TEXT EXTRACT:
--- begin ---

Recently, optimization of the operation of wind turbines and wind farms has been increasingly performed to minimize icing in real-time using intelligent control algorithms, described in para. 1–2 above and taking into account changes in external weather conditions, etc. Conditionally, they may be attributed to active physical methods of combating icing. Indeed, they use changes in external physical conditions and optimize the formation of ice by reducing energy production, that is, not through energy consumption, but the loss of energy produced. We will not dwell further on the analysis of this promising direction, since this concept has not yet been fully formed, and its development is a matter of the future.
Paragraphs 3 and 4 are devoted to traditional methods of active anti-icing. Table 1 and Table 2 provide estimates of energy consumption in these methods. The ratio of energy consumption to possible energy produced by an element of the same area indicates the very costly nature of these technologies. A positive balance arises only due to a significant reduction in the operating time of de-icing systems in the full cycle of the wind turbine. Therefore, passive methods are of constant interest to researchers. Currently, the use of superhydrophobic surfaces is becoming increasingly popular (as noted in para. 5). However, their application faces certain difficulties. The next section will attempt to sort out these difficulties.

3. Protection against Icing by a Hydrophobic Material

This part of the review focuses on the essential concept of our consideration basing on water repellent surfaces inspired by natural plants and animals. Many plant leaves or animal skins contain different 3D roughness with complex geometries of nano-and microscale to reduce the flow friction, eliminating the water droplets on the coating, which were used for de-icing special effects in [24,46,47]. The surface structure of the lotus leaf was described in 1997 [48]. Figure 2 shows the elements of the surface structure of the lotus leaf: depressions, pillars, and nanograss separately modeled and studied in [49].

--- end ---

DATASET ROWS:

--- begin ---

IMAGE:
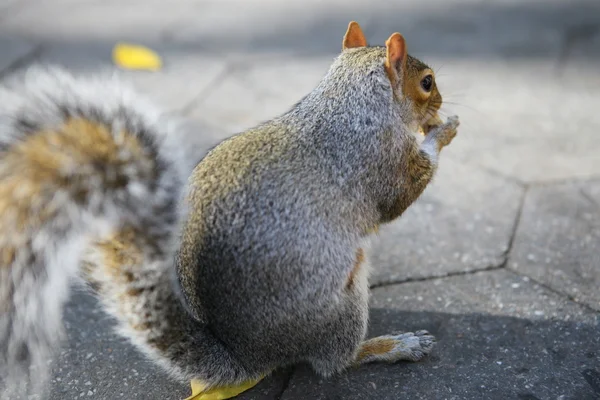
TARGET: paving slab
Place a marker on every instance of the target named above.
(499, 337)
(557, 240)
(524, 119)
(462, 222)
(182, 79)
(13, 49)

--- end ---

JOBS:
[A] List the elements of the lotus leaf surface structure that the text on wind turbine icing says were separately modeled and studied.
[B] Carry on writing the text on wind turbine icing from the point where it stops.
The entries are material apart from the text on wind turbine icing.

ANSWERS:
[A] Depressions, pillars, and nanograss.

[B]
The superhydrophobic surfaces mimicking lotus leaves keep air between the complex roughness and the overlying liquid, having air pockets in the complex structure of the depressions, pillars, and nanograss, which contributes to anti-icing effects [50,51]. The authors of [52] reported that these surfaces enhance the rebound of impacting droplets at low substrate temperatures. Additionally, such coatings can reduce the normal or shear adhesion of ice to the underlying surface [51] resulting in a delay in water freezing on the surface. The use of a hydrophobic coating on the wind turbine blades can prevent water adsorption on the blades and, therefore, ice formation.
These natural structures have been reproduced many times in engineering applications. Synthetic coatings with hydrophobic surfaces due to the water-repellent effect are used to reduce aerodynamic losses, erosion, and icing. Protection against icing of wind turbine blades with the help of such coatings is determined by specific conditions:
  • The hydrophobic coating should effectively reduce the formation of ice and snow.
  • The production of the coating should be simple, cheap, and environmentally friendly.
  • The coating material should be easily mounted or applied to the blade of a wind turbine.
  • This material must be durable to withstand the weather conditions of the Arctic coast. To this end, it must be well tested in a climatic wind tunnel to meet the weather conditions typical for the Arctic coast.
Thus, anti-icing surfaces have to display a comprehensive set of mentioned characteristics.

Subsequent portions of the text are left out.